STUDY MATERIAL section start
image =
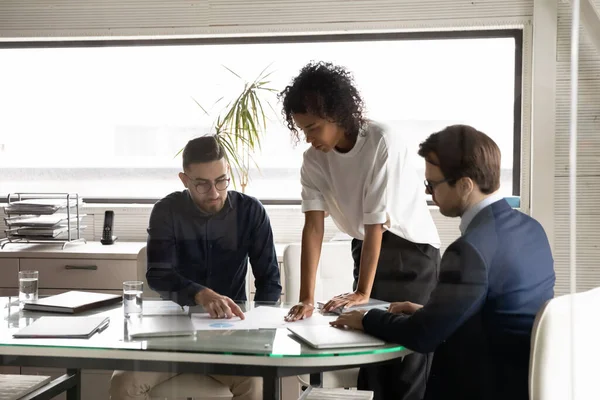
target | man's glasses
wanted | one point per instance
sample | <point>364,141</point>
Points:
<point>204,187</point>
<point>430,185</point>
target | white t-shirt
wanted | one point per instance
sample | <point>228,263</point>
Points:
<point>374,183</point>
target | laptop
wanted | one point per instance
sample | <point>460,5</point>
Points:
<point>72,302</point>
<point>64,327</point>
<point>372,304</point>
<point>161,326</point>
<point>328,337</point>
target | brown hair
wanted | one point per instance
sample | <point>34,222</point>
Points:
<point>201,150</point>
<point>463,151</point>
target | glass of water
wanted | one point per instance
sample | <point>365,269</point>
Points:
<point>28,285</point>
<point>132,298</point>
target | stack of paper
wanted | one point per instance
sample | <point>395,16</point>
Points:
<point>38,206</point>
<point>42,219</point>
<point>257,318</point>
<point>331,394</point>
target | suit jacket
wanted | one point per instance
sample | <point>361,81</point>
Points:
<point>492,282</point>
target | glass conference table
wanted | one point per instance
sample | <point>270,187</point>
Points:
<point>269,353</point>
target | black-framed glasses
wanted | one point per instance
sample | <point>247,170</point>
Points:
<point>203,187</point>
<point>430,185</point>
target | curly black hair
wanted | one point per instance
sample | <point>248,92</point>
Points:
<point>327,91</point>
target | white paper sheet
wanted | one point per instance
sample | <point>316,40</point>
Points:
<point>257,318</point>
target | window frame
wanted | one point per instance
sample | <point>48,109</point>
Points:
<point>515,33</point>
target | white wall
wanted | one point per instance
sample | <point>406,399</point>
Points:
<point>545,83</point>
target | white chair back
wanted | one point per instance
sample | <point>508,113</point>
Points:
<point>565,349</point>
<point>334,275</point>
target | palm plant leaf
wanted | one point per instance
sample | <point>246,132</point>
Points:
<point>242,122</point>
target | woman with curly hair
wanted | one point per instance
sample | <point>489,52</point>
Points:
<point>363,177</point>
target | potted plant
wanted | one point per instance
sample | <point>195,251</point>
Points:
<point>241,124</point>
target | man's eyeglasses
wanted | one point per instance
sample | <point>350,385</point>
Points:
<point>430,185</point>
<point>203,187</point>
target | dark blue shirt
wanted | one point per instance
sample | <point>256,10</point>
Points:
<point>189,250</point>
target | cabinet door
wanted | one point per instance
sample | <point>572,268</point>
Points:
<point>64,273</point>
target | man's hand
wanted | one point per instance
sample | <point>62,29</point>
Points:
<point>346,300</point>
<point>405,307</point>
<point>218,306</point>
<point>352,319</point>
<point>302,310</point>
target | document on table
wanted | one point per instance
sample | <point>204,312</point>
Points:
<point>257,318</point>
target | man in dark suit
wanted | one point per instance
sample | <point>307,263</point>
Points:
<point>492,280</point>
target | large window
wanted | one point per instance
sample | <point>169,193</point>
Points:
<point>106,119</point>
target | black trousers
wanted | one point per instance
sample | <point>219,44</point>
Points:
<point>406,271</point>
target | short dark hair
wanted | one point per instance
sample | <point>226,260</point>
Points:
<point>327,91</point>
<point>463,151</point>
<point>201,150</point>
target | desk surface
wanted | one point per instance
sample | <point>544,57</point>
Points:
<point>266,347</point>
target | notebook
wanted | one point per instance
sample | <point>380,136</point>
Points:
<point>64,327</point>
<point>328,337</point>
<point>372,304</point>
<point>161,326</point>
<point>72,302</point>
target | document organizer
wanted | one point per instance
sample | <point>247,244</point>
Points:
<point>44,218</point>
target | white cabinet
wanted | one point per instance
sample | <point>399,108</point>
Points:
<point>89,267</point>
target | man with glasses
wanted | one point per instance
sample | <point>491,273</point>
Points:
<point>493,279</point>
<point>199,244</point>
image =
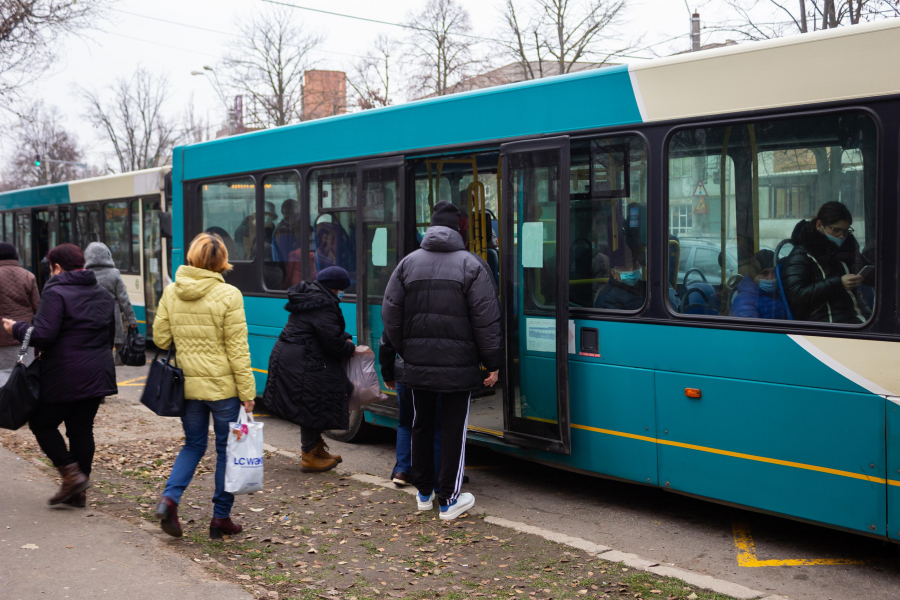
STUDY MATERIAL section end
Show the lines above that include "suit".

YOUR RESPONSE:
target | suit jacket
target | man in dark suit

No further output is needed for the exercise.